-- BEGIN --

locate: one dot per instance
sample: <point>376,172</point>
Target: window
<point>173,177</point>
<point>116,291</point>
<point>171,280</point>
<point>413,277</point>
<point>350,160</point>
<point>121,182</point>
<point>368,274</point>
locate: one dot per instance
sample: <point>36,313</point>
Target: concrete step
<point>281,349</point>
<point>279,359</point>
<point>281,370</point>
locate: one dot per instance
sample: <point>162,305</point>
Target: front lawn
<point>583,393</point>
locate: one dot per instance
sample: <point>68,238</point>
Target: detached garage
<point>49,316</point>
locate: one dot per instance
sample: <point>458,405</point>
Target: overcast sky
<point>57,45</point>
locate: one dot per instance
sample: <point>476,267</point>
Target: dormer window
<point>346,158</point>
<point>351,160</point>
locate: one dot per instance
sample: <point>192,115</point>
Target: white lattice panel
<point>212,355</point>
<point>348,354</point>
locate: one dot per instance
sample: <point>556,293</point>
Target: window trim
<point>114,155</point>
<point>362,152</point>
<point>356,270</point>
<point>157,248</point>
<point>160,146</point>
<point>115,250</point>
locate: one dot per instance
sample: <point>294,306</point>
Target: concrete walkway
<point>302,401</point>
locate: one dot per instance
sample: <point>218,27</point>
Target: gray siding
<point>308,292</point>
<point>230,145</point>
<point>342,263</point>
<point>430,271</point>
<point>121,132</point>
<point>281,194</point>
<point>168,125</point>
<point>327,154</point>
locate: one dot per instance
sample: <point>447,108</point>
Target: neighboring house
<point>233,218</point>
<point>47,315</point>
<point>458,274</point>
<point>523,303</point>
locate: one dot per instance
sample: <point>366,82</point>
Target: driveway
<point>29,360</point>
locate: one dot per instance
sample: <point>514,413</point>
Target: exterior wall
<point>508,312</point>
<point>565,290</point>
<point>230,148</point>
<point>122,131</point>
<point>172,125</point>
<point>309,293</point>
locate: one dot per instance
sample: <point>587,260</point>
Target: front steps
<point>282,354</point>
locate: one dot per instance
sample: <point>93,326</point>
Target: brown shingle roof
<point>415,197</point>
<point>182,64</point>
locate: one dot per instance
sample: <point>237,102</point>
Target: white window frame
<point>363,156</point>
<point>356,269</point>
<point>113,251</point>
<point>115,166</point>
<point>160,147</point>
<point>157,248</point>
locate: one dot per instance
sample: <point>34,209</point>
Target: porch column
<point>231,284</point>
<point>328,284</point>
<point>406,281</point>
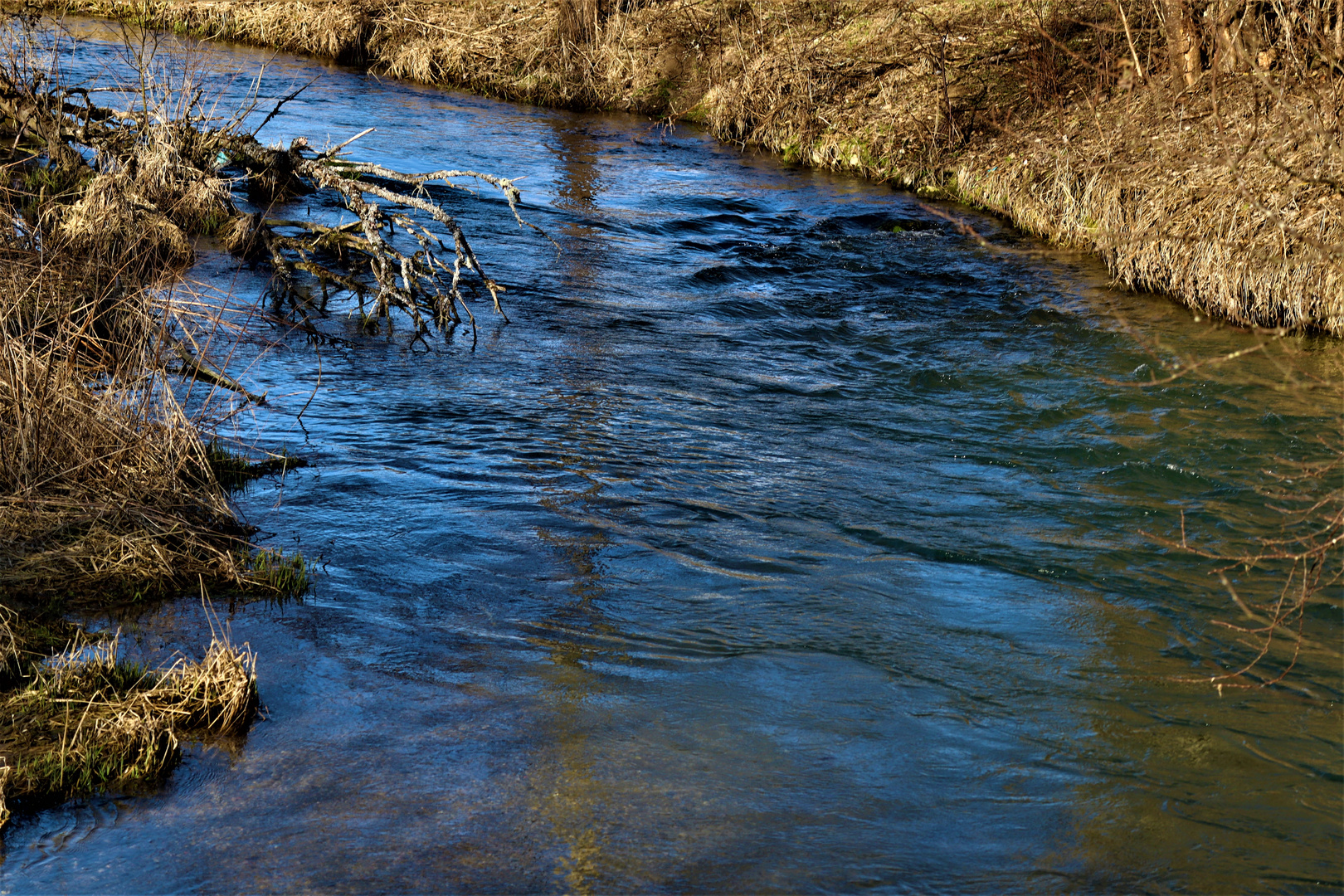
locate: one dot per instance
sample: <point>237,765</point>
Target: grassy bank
<point>112,489</point>
<point>108,492</point>
<point>1213,176</point>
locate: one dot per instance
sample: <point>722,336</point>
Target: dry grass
<point>1224,195</point>
<point>89,720</point>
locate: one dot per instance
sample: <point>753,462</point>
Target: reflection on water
<point>767,550</point>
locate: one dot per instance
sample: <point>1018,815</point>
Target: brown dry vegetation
<point>1211,173</point>
<point>108,492</point>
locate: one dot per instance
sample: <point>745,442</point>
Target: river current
<point>788,539</point>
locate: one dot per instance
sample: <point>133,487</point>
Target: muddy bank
<point>1215,183</point>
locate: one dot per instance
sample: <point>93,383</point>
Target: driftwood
<point>158,180</point>
<point>426,284</point>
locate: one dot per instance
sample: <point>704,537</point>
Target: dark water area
<point>767,548</point>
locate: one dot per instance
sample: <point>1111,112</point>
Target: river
<point>788,539</point>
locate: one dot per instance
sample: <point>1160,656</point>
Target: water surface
<point>769,548</point>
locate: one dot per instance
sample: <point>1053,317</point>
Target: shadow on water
<point>771,548</point>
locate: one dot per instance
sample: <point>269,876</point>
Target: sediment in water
<point>1222,192</point>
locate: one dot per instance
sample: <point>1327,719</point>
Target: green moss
<point>234,470</point>
<point>284,575</point>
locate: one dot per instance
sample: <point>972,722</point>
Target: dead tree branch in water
<point>155,180</point>
<point>424,284</point>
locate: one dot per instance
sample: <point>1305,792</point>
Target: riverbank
<point>110,492</point>
<point>1222,193</point>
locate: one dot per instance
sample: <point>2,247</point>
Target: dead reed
<point>1214,180</point>
<point>89,720</point>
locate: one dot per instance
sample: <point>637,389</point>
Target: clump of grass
<point>1215,184</point>
<point>234,470</point>
<point>281,574</point>
<point>89,720</point>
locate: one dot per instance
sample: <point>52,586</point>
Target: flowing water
<point>767,548</point>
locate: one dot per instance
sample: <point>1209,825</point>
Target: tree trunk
<point>1183,42</point>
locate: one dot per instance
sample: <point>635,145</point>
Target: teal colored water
<point>765,550</point>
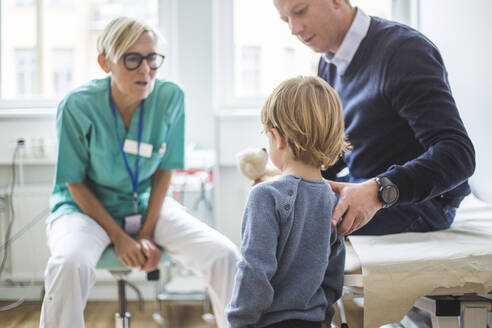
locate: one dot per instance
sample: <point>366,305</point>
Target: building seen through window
<point>48,51</point>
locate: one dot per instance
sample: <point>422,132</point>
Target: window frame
<point>167,24</point>
<point>224,58</point>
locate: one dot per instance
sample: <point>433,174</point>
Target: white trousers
<point>76,242</point>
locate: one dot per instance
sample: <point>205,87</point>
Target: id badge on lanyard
<point>132,223</point>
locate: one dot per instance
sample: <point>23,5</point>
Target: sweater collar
<point>356,33</point>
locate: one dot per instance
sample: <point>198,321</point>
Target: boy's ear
<point>103,63</point>
<point>279,139</point>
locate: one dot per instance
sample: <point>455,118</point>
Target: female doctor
<point>119,140</point>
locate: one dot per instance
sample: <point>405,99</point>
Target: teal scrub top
<point>88,148</point>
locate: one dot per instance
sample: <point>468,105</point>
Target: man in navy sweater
<point>411,154</point>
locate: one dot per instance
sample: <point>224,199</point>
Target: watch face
<point>389,194</point>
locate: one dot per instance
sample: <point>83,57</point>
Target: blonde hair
<point>120,34</point>
<point>308,113</point>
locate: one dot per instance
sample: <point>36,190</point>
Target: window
<point>263,51</point>
<point>25,3</point>
<point>62,71</point>
<point>62,3</point>
<point>50,51</point>
<point>25,72</point>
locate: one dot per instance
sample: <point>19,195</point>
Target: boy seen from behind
<point>291,272</point>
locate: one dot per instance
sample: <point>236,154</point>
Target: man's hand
<point>358,203</point>
<point>129,251</point>
<point>152,253</point>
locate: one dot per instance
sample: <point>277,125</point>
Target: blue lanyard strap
<point>134,178</point>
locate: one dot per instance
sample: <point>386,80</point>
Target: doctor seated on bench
<point>411,153</point>
<point>119,140</point>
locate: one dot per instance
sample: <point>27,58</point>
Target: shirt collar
<point>357,32</point>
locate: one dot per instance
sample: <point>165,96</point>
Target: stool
<point>109,261</point>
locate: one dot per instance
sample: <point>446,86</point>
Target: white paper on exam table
<point>398,269</point>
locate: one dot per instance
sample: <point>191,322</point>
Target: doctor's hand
<point>129,251</point>
<point>358,202</point>
<point>152,253</point>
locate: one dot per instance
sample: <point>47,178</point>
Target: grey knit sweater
<point>292,265</point>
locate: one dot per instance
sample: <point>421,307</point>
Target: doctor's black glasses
<point>133,60</point>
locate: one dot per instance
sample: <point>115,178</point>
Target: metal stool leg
<point>341,312</point>
<point>122,318</point>
<point>158,317</point>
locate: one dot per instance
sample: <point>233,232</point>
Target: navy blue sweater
<point>400,116</point>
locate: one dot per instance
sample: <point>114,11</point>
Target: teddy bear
<point>253,164</point>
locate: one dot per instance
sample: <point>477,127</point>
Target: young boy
<point>291,273</point>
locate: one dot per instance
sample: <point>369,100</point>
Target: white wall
<point>461,30</point>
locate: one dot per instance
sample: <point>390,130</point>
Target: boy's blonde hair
<point>120,34</point>
<point>307,112</point>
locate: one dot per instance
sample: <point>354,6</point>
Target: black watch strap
<point>388,192</point>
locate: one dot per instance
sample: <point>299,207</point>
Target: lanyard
<point>134,178</point>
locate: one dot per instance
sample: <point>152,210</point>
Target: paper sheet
<point>398,269</point>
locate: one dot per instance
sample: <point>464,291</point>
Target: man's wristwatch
<point>387,192</point>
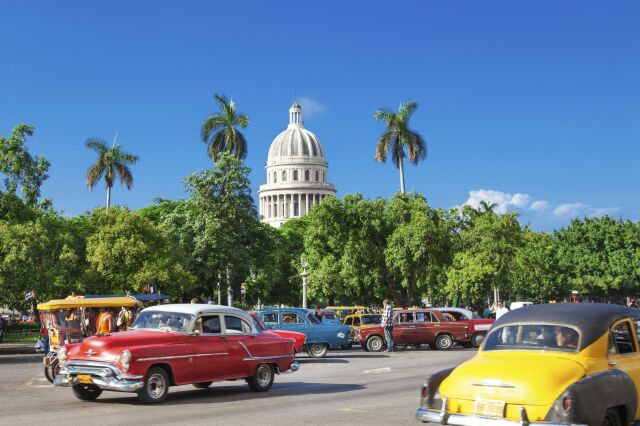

-- END --

- **Do this**: Please locate each line in the material above that contains the word "navy", and copy every such line.

- **Answer to this exercise**:
Target: man in navy sweater
Target: navy blue sweater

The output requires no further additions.